A run of records:
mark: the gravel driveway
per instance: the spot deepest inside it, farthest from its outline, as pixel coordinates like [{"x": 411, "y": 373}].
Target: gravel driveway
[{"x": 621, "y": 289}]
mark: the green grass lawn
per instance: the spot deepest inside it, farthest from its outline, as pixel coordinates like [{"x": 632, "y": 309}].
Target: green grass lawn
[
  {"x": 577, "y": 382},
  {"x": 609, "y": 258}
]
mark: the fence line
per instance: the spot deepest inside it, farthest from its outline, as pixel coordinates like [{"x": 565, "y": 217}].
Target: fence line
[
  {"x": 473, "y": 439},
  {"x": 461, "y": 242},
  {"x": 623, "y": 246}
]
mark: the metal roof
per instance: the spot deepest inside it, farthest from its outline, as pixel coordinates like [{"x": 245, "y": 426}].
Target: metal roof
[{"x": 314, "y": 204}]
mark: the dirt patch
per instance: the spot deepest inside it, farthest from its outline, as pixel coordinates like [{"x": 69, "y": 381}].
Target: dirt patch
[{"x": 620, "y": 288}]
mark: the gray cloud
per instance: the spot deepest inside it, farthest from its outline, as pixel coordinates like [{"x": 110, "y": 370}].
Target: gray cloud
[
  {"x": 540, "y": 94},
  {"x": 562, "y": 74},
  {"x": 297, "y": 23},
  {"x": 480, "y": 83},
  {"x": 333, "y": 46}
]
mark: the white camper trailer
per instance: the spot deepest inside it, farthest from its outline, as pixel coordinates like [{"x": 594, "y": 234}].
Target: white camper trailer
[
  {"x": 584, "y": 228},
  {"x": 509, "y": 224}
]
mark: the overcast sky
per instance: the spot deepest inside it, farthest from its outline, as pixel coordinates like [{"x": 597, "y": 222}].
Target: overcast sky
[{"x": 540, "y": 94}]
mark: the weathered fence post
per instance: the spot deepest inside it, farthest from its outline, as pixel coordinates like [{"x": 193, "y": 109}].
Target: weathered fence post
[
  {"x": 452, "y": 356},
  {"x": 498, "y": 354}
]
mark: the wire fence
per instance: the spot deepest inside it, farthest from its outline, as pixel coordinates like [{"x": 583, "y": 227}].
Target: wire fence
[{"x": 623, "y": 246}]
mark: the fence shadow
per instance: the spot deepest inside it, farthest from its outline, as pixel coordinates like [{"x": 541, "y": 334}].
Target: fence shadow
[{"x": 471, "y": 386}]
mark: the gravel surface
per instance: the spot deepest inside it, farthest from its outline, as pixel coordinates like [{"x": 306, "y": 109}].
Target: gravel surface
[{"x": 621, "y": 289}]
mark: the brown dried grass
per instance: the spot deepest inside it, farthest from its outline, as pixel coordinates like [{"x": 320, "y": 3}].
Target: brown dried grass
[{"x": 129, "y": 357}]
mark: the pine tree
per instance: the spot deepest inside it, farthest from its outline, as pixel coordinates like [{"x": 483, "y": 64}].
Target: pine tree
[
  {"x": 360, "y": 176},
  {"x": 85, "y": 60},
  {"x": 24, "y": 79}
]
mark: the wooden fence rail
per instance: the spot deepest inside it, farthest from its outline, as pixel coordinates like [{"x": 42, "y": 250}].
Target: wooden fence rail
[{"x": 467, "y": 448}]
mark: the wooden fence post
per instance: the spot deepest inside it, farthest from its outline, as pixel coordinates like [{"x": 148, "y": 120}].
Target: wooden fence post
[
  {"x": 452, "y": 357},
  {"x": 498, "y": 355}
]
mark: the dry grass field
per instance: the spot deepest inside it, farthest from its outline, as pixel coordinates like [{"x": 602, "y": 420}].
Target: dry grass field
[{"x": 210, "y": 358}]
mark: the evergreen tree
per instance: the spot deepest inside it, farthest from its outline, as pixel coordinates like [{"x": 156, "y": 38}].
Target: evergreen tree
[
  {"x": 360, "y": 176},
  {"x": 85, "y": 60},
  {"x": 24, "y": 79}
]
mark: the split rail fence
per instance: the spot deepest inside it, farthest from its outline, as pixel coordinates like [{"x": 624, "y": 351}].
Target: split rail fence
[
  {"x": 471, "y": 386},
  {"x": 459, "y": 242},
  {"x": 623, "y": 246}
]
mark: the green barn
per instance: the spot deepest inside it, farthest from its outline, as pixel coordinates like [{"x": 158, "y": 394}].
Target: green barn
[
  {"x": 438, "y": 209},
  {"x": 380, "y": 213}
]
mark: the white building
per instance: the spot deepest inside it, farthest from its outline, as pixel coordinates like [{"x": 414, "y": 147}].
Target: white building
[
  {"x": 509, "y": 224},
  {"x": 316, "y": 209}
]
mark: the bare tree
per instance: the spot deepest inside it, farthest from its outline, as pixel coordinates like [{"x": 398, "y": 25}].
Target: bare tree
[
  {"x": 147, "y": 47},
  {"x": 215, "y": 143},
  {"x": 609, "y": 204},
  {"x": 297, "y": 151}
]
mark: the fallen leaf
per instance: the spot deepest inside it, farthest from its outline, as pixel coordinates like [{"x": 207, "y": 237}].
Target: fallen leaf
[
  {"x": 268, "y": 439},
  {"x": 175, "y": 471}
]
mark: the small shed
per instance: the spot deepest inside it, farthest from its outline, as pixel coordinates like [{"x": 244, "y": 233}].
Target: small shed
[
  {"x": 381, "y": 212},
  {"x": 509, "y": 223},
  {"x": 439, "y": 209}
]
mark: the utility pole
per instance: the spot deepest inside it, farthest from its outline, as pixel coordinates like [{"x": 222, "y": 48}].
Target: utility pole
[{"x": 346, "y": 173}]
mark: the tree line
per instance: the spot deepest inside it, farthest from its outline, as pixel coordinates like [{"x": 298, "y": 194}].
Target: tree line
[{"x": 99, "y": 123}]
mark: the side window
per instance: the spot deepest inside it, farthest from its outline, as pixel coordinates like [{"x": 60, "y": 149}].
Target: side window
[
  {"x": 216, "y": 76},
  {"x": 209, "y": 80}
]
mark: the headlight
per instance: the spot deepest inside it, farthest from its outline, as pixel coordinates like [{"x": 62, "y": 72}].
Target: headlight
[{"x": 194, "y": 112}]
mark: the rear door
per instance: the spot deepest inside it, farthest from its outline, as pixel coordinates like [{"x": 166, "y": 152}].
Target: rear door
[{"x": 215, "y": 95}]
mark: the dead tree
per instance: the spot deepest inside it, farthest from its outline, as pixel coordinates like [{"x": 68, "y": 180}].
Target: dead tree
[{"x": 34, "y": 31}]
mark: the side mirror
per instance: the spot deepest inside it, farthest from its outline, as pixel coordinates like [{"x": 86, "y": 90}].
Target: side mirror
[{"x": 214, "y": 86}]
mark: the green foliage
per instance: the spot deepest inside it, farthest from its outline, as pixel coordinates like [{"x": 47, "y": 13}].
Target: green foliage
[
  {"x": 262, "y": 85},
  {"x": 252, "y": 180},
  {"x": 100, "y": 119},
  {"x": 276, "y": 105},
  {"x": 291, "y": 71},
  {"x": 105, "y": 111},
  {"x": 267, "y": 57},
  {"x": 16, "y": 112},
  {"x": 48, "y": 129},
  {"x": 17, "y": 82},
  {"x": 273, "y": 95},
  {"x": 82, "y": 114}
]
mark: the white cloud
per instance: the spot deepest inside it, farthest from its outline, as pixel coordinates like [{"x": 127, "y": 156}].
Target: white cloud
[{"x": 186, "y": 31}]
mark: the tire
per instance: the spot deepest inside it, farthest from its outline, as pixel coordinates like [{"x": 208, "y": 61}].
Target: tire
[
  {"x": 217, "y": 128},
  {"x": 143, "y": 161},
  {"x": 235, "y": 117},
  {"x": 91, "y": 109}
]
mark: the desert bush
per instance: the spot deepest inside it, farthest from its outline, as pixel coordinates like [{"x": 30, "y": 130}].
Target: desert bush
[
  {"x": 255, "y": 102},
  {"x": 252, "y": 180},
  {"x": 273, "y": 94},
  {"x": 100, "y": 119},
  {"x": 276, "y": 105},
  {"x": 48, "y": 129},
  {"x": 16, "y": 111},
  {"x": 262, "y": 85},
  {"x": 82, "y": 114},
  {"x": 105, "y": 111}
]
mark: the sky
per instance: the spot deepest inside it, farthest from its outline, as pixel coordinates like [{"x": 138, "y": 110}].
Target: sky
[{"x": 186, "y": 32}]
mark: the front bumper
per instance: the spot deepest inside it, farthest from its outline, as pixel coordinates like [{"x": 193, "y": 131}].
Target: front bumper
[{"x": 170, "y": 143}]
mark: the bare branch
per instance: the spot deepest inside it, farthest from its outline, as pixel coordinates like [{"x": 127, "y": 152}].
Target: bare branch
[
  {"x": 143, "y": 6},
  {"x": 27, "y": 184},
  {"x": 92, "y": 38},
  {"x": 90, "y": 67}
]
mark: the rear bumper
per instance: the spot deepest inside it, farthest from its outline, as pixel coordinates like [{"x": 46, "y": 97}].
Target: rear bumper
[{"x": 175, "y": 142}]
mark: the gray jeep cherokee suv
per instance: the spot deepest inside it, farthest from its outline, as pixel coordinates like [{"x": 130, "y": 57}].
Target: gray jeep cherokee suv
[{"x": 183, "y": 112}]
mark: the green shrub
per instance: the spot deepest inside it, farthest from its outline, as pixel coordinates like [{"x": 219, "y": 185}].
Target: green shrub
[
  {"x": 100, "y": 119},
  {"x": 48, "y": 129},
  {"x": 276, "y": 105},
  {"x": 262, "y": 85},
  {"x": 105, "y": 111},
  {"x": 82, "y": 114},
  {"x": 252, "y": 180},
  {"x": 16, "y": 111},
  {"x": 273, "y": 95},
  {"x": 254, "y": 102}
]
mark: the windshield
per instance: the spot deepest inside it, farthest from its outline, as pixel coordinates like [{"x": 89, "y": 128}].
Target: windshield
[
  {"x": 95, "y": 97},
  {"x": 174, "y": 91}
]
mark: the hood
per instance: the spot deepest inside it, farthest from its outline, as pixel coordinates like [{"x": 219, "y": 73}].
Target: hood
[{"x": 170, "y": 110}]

● GIVEN TASK:
Output the line containing "mark: the rear bumper" and all lines after it to the end of the records, exactly as given.

● EXERCISE RESULT:
mark: the rear bumper
per instance: the spot deepest inside it, farthest from its outline, as pixel coordinates like [{"x": 46, "y": 97}].
Target: rear bumper
[{"x": 175, "y": 142}]
mark: the gray jeep cherokee suv
per instance: the spot deepest inside it, farthest from its outline, as pixel coordinates like [{"x": 130, "y": 57}].
Target: gray jeep cherokee suv
[{"x": 183, "y": 112}]
mark: the green shrub
per instance: the spot deepest inside it, farthest from its outline, as pixel coordinates like [{"x": 219, "y": 185}].
Target: green shrub
[
  {"x": 100, "y": 119},
  {"x": 48, "y": 129},
  {"x": 276, "y": 105},
  {"x": 262, "y": 85},
  {"x": 105, "y": 111},
  {"x": 82, "y": 114},
  {"x": 252, "y": 180},
  {"x": 16, "y": 111},
  {"x": 273, "y": 95},
  {"x": 254, "y": 102}
]
mark: the windshield
per instance: the spot deepest inside it, farthest from its outline, as pixel coordinates like [{"x": 89, "y": 128}].
Target: windshield
[
  {"x": 95, "y": 97},
  {"x": 174, "y": 91}
]
mark: the hood
per instance: the spot deepest inside it, farthest from its outline, as pixel coordinates like [{"x": 219, "y": 73}].
Target: hood
[{"x": 170, "y": 110}]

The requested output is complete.